* _Ihre Aufgaben_
A – Beantworten Sie anhand der Kolumne über das Wort „Glaudern“ die folgenden Fragen, jede in einer eigenen Zeile:
(i) In welcher Falter-Ausgabe erschien die Kolumne?
(ii) Von welchem Verb kommt das Wort Gschloda?
(iii) Mit welchem englischen Wort ist das Loda direkt verwandt?
B – Schreiben Sie aus der Kolumne über das Wort „Glaudern“ alles von „Obwohl es auch“ bis hinunter zu „Schlamm, Nässe verpritzen.“ wortgetreu ab.
C – Nennen Sie alle Wiener Bezeichnungen für minderwertiges Bier, die die Kolumne über das Wort „Glaudern“ anführt.

* _Zu lesender Text_
Angst, Wein und Wäsche

Für meine Kolumne ‚FRAGEN SIE FRAU ANDREA‘ in Falter 19/2019 zum 8.5.2019.

Liebe Frau Andrea,
jungwilde Raw-Wine-Avantgardisten arbeiten seit einiger Zeit wieder mit der von Ihnen unlängst „Kham“ geschriebenen Kammhefe. Mit diesem speziellen Geschmacksbild unvertraute Trinker werden solche Weine vermutlich spontan mit dem Begriff „Glaudern“ assoziieren, was aber deutlich zu kurz greift und dem Symptombild „Was der Bauer ned kennt, frißt er ned“ zuzuordnen ist. Eine Etymologie für „Glaudern“ aber ist mir nicht geläufig. Ihnen?
Mit feuchtfröhlichen Grüßen,
Thomas Maurer, per Email

Lieber Thomas,

als Weinstadt und Sprachverstärker kennt das Wienerische den Begriff. In gängiger Transkription schreibt sich unsere Vokabel Glodarn und bezeichnet generell die faulige, schäumende Flüssigkeit, das schlechte Getränk. Minderwertiges Bier bezeichnet der Wiener übrigens als Blempe (von rotwelsch Plomp, Wasser), Dramweibüsna (Tramwaypilsener) oder Fensdaschwids (Fensterschwitz).

Obwohl es auch noch eine zweite Glodarn (auch Gläudan) gibt, die schlicht die Angst bezeichnet, haben die beiden Wörter sprachgeschichtlich wenig mit einander zu tun, zumal die Etymologie der Gläudan noch weitgehend ungeklärt ist. Auch das Gschloda (Geschlader) das schlechte Getränk, etwa der schwache Kaffee (das Dsigúariwossa, Zichoriewasser) hat mit der Glodarn nur scheinbar zu tun, kommt es doch vom Verb schledarn, mittelhochdeutsch *slœteren, soviel wie Schlamm, Nässe verpritzen.

Der Schaum der Glodarn gibt uns den Hinweis auf ihre Herkunft, handelt es sich bei unserer Bezeichnung doch um ein altes germanisch-deutsches Wort für die seifenschaumartige Flüssigkeit. Das Altwienerische kennt das Loda (Lader) und bezeichnet damit die Seifenlösung, die Lauge, die man zum Reinigen der Wäsche, aber auch des Holzfußbodens benötigt. Es ist direkt verwandt mit dem englischen lather (Seifenschaum). Das berühmte Wäschermädel firmierte deshalb als Lodanimpfm, (Ladernymphe). Loder, lather, und damit auch unsere Glaudern kommen von einem protoindoeuropäischen *loutro-, das direkt verwandt ist mit griechisch louein (baden) und lateinisch lavere (waschen). Prost und Ex! Es wird ein Wein sein!

* _Daten zur Punktlokalisierung_
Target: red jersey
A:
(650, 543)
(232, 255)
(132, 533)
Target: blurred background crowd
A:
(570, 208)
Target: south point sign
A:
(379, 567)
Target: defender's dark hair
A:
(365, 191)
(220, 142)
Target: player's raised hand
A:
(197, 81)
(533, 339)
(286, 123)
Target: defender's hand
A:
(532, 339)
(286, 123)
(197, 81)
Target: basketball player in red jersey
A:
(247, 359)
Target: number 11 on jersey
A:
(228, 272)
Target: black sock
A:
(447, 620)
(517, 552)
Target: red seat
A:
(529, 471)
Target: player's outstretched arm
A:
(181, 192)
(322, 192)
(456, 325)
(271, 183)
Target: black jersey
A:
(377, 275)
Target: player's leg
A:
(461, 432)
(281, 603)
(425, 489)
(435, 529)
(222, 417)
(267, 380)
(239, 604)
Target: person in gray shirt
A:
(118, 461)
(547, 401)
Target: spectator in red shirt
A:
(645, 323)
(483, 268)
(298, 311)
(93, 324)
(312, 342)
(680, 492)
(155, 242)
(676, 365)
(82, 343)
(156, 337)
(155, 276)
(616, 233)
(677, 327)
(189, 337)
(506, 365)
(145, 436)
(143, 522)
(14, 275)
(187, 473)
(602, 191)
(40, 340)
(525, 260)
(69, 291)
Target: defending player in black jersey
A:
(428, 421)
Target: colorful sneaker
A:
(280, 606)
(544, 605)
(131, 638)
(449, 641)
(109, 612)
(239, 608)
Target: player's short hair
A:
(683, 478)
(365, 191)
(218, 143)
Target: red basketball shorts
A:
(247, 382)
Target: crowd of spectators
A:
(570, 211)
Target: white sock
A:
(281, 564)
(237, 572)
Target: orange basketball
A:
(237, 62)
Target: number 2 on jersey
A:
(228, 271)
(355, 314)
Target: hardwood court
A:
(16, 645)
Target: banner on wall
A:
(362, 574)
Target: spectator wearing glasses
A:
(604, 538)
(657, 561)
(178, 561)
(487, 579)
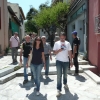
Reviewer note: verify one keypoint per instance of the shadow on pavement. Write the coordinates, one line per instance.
(33, 96)
(27, 86)
(68, 96)
(46, 81)
(80, 78)
(13, 63)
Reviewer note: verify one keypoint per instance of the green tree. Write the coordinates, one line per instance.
(30, 26)
(51, 16)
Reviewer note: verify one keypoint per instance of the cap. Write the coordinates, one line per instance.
(74, 32)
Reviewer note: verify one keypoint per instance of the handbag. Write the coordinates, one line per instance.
(18, 45)
(46, 56)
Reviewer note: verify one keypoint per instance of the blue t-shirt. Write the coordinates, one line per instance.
(37, 56)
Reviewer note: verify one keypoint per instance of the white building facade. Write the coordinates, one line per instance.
(77, 20)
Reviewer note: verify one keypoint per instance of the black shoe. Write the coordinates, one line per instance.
(25, 81)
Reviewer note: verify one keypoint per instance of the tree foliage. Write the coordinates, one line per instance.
(51, 16)
(30, 26)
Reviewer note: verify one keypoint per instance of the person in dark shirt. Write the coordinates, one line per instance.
(75, 48)
(25, 49)
(37, 62)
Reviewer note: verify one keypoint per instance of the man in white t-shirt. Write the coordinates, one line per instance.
(14, 44)
(62, 49)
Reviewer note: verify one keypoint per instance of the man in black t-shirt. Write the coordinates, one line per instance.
(25, 49)
(75, 48)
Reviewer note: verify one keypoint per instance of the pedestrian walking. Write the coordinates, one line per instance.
(14, 45)
(37, 62)
(62, 49)
(25, 50)
(47, 53)
(75, 48)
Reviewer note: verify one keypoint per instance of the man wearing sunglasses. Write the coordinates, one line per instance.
(47, 53)
(62, 49)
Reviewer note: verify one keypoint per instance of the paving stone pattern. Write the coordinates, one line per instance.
(80, 88)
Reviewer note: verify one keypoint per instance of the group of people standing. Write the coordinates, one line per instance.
(37, 51)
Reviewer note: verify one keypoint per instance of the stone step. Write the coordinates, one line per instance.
(7, 78)
(7, 70)
(81, 62)
(93, 76)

* _Lösungen_
A –
(i) Falter 19/2019
(ii) schledarn
(iii) lather

B –
Obwohl es auch noch eine zweite Glodarn (auch Gläudan) gibt, die schlicht die Angst bezeichnet, haben die beiden Wörter sprachgeschichtlich wenig mit einander zu tun, zumal die Etymologie der Gläudan noch weitgehend ungeklärt ist. Auch das Gschloda (Geschlader) das schlechte Getränk, etwa der schwache Kaffee (das Dsigúariwossa, Zichoriewasser) hat mit der Glodarn nur scheinbar zu tun, kommt es doch vom Verb schledarn, mittelhochdeutsch *slœteren, soviel wie Schlamm, Nässe verpritzen.

C –
Blempe
Dramweibüsna
Fensdaschwids